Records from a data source
*****
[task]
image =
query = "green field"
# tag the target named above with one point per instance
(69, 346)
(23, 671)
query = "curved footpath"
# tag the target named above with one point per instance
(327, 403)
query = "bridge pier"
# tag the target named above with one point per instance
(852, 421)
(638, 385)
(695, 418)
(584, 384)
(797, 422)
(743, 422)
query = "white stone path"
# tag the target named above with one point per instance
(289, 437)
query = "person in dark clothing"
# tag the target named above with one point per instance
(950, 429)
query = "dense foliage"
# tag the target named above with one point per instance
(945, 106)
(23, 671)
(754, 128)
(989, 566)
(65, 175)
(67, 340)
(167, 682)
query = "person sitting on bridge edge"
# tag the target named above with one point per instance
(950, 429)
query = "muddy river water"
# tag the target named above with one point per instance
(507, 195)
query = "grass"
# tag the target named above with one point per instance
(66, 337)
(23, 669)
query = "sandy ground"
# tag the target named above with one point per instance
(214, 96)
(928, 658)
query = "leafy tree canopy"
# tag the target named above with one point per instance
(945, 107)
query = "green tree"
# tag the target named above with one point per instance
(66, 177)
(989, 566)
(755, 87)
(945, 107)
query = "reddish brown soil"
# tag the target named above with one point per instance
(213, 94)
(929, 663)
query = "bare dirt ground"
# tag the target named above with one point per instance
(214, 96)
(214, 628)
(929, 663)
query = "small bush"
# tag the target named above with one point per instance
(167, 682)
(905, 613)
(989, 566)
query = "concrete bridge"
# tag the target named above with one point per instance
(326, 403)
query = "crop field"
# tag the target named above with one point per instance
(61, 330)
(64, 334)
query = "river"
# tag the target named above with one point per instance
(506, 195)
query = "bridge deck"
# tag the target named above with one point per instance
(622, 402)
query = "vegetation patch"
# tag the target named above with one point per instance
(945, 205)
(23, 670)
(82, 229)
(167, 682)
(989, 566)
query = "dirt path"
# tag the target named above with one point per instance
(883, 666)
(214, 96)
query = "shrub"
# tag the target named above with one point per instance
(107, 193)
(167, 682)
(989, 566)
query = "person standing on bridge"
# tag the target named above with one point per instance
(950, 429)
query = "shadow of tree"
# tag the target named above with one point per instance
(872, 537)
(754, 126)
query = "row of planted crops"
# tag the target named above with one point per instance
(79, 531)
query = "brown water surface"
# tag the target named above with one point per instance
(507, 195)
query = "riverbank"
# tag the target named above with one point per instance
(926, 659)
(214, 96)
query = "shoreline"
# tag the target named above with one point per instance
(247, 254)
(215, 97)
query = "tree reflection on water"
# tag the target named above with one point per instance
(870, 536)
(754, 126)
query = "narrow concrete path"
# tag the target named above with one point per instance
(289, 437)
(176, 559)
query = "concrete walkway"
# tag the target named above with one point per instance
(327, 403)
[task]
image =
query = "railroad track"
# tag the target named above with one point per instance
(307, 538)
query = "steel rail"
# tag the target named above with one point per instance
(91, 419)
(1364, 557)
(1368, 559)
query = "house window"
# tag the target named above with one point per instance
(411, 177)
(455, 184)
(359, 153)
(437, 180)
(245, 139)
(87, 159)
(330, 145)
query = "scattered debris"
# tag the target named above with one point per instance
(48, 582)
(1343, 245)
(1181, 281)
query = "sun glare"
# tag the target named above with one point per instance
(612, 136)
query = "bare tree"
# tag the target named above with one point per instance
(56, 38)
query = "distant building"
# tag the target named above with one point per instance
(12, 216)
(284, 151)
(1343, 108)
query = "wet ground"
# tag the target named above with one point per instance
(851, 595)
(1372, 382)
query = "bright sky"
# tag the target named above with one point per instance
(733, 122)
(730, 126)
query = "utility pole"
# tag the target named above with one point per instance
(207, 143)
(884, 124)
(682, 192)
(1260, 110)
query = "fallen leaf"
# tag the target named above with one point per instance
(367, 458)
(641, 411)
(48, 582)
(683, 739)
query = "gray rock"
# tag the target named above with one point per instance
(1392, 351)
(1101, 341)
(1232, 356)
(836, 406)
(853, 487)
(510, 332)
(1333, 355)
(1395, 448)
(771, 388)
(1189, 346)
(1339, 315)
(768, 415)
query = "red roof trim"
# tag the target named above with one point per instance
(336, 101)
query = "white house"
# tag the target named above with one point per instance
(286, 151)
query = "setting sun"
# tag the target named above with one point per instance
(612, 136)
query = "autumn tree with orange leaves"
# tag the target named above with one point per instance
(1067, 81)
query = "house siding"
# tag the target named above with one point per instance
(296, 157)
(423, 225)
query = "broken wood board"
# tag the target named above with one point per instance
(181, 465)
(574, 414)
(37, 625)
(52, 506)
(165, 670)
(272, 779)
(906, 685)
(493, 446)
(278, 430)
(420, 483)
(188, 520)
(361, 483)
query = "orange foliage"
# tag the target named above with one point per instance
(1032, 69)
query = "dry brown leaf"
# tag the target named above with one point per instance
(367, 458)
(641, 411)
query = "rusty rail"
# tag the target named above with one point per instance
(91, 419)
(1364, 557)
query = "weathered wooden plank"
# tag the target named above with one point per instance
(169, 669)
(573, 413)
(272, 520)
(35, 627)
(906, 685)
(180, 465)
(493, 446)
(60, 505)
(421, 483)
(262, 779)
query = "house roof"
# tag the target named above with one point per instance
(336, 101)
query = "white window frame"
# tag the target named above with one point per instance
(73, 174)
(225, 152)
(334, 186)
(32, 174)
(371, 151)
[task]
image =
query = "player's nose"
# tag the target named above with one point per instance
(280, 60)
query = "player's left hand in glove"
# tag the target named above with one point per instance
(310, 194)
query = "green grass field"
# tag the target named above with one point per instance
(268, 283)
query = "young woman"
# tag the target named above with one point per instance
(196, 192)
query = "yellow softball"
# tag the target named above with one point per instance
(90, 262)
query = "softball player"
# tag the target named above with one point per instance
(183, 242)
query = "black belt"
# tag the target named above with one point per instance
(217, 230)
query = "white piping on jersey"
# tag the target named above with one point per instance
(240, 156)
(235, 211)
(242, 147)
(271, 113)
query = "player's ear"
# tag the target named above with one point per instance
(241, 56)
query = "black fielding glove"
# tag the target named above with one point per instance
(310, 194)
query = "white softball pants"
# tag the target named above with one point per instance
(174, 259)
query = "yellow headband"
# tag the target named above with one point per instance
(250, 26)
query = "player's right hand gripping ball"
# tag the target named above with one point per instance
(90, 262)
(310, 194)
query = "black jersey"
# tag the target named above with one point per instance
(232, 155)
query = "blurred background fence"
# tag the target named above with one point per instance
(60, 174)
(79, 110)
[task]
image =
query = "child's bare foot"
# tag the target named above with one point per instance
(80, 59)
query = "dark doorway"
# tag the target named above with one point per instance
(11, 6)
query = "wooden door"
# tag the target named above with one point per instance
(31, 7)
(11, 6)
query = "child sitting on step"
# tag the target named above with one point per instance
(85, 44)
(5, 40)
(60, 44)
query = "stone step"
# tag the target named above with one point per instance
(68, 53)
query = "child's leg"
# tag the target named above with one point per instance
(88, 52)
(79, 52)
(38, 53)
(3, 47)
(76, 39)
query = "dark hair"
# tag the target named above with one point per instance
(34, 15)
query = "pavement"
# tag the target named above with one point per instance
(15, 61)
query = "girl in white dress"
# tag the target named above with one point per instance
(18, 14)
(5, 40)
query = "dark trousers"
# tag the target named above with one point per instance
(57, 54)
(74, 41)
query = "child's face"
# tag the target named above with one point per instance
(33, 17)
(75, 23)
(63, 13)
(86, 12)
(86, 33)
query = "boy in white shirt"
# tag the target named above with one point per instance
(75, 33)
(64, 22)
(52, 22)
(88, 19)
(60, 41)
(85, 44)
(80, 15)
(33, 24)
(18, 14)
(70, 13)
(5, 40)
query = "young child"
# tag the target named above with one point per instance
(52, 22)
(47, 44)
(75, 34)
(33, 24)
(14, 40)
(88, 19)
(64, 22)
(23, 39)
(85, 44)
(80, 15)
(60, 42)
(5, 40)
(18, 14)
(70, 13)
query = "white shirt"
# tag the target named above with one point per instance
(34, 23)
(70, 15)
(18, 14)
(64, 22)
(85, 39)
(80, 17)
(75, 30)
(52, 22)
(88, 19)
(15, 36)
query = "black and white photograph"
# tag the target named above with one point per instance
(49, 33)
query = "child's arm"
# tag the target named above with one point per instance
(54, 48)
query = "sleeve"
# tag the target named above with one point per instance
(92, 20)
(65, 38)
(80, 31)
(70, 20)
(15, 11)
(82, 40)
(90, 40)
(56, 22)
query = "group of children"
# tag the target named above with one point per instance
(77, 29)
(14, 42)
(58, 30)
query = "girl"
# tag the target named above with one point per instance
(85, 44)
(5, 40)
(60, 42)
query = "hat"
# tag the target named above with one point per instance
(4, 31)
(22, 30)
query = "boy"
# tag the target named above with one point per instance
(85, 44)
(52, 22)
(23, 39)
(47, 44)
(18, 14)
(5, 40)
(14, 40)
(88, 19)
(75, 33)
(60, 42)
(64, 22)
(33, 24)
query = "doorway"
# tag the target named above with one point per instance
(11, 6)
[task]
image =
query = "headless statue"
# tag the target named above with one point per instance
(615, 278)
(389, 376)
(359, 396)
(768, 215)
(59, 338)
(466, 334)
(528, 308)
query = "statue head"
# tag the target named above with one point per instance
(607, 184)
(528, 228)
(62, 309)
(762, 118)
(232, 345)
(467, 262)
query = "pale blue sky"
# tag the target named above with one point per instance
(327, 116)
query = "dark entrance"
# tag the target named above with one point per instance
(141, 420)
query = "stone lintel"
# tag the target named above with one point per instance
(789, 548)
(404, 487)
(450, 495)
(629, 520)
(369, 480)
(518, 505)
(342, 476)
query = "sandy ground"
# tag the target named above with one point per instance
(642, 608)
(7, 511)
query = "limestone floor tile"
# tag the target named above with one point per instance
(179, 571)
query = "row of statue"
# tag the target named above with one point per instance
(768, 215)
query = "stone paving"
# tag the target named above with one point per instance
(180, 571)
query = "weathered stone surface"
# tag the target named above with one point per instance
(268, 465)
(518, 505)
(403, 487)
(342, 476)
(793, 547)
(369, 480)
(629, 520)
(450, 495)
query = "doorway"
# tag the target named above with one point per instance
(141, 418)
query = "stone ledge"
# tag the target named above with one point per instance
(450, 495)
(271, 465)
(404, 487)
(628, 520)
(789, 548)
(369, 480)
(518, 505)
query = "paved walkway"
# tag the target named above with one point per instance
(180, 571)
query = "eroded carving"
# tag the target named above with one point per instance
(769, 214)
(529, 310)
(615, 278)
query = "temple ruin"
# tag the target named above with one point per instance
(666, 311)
*****
Problem description
Give the number of lines that contain the word "walkway".

Result of the task
2